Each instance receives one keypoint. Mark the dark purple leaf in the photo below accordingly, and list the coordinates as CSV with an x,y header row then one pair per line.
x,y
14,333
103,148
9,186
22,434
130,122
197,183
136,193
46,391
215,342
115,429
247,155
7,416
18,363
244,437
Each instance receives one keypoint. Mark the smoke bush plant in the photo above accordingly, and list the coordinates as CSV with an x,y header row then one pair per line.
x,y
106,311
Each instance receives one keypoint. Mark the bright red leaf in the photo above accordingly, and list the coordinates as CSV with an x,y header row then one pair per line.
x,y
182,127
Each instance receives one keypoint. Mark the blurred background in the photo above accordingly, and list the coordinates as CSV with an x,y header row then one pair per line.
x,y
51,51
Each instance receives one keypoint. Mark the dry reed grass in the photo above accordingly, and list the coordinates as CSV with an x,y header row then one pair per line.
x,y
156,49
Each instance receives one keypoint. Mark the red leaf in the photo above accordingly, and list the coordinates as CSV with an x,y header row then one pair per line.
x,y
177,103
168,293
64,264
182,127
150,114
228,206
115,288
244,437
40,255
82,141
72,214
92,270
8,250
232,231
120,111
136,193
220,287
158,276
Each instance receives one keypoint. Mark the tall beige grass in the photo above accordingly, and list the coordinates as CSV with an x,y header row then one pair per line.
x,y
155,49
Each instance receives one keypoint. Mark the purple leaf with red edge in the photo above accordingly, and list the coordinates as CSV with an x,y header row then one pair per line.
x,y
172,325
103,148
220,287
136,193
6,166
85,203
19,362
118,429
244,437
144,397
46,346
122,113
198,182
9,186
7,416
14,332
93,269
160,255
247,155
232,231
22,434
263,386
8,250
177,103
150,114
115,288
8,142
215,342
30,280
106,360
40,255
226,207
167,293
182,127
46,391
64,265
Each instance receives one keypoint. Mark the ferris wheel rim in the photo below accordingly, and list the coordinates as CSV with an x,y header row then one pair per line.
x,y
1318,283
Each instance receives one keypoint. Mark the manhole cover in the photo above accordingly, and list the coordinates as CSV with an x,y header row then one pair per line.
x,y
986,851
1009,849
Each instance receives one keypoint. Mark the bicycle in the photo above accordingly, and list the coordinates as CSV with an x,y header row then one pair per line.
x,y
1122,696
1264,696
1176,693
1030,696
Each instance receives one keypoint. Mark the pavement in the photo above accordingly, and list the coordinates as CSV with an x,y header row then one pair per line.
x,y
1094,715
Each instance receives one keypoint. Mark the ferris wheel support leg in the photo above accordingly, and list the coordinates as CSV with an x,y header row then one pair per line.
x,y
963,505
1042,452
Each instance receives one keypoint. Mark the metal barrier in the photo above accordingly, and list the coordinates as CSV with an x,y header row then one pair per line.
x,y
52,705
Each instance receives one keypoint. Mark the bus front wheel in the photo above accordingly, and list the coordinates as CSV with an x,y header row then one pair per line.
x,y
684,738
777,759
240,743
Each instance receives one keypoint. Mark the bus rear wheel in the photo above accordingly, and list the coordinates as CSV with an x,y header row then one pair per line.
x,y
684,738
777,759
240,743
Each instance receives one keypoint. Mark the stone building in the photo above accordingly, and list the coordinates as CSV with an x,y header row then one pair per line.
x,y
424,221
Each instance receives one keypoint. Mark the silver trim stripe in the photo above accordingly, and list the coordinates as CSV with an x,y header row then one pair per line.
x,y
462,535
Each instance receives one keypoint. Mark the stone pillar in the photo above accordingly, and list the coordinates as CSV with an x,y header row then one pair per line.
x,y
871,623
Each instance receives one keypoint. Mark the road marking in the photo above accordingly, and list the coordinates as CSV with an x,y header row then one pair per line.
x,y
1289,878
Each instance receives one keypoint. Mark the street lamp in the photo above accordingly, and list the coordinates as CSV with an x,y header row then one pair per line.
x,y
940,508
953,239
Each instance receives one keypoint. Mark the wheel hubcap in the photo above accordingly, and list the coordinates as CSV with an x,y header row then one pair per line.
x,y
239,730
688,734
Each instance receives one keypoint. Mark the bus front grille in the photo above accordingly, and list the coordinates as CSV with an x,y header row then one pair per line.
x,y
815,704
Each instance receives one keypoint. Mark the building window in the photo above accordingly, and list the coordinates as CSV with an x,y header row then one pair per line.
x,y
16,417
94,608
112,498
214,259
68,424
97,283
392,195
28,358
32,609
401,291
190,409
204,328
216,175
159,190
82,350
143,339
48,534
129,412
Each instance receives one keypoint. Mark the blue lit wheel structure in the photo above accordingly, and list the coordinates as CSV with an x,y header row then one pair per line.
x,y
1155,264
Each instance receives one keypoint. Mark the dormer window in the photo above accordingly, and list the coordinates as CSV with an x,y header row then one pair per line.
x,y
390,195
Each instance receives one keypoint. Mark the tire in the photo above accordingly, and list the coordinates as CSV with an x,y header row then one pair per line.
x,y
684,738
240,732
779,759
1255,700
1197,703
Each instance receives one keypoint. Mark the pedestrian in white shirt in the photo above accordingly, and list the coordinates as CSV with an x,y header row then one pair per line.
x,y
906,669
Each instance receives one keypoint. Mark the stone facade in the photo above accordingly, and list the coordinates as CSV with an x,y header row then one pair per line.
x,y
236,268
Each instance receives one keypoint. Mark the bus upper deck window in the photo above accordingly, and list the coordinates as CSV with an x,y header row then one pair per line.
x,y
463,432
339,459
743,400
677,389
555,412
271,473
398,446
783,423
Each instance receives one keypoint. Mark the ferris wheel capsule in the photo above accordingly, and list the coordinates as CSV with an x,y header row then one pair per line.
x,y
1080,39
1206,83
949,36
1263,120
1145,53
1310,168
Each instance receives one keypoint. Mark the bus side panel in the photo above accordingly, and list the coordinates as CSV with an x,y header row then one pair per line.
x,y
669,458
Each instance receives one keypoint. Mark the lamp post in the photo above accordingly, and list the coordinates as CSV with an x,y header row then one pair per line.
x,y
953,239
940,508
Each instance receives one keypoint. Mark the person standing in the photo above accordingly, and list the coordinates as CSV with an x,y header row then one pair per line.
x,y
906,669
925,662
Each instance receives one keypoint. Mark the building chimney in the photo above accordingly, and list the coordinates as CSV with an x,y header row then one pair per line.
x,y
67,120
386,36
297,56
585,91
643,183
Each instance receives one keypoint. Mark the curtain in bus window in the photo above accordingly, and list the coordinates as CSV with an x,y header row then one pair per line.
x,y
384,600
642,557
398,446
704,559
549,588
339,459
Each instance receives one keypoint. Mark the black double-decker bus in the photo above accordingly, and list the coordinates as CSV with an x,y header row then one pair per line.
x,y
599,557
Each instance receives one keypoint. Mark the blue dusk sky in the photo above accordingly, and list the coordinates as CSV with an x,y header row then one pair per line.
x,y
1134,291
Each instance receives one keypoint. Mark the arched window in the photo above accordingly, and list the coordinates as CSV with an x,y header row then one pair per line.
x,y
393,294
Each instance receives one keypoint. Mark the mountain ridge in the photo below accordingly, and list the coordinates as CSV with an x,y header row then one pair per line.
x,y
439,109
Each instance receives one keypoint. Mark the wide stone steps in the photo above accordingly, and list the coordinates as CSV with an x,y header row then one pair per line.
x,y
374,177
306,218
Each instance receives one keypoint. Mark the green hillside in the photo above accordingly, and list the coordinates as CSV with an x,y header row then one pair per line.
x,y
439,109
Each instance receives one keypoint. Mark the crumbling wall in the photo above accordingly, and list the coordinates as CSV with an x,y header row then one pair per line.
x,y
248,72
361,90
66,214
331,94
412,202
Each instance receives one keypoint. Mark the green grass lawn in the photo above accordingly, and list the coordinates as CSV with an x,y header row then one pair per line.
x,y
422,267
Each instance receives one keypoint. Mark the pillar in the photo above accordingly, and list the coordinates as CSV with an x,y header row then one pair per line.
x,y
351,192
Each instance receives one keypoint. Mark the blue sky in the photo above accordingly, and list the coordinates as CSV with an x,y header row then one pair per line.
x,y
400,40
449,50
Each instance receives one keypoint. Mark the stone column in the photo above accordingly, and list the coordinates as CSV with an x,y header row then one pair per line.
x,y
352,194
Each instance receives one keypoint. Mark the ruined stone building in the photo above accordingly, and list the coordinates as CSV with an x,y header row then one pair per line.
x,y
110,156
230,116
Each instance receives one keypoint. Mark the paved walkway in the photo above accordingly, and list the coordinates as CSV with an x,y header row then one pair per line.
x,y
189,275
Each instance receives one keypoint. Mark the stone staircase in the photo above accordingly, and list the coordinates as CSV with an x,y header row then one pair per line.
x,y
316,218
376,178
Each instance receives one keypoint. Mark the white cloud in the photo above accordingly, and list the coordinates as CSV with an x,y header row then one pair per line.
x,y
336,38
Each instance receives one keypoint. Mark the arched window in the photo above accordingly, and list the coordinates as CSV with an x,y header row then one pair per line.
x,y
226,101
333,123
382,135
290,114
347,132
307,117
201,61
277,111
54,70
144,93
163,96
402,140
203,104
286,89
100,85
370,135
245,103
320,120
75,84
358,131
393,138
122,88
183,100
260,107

----------

### Stated exercise
Put the lines from the one containing "Each instance receives one keypoint. Mark the white" up to and including the final line of the entries into a numbered list, leaving out any blank lines.

### In response
1. Each instance receives one keypoint. Mark the white cloud in the photo above accordingly, and list the coordinates as CSV with an x,y header row then one pair per line.
2. x,y
3. 336,38
4. Each instance receives one keypoint. Mark the arched window in the photo above accordingly, and list the coordinates as CSV with an x,y header row then one pair per line.
5. x,y
6. 226,101
7. 333,123
8. 382,135
9. 290,114
10. 347,132
11. 307,117
12. 201,61
13. 277,111
14. 54,70
15. 144,93
16. 163,96
17. 402,140
18. 203,104
19. 286,89
20. 100,85
21. 370,135
22. 245,103
23. 320,120
24. 75,84
25. 358,131
26. 393,138
27. 122,88
28. 183,100
29. 260,107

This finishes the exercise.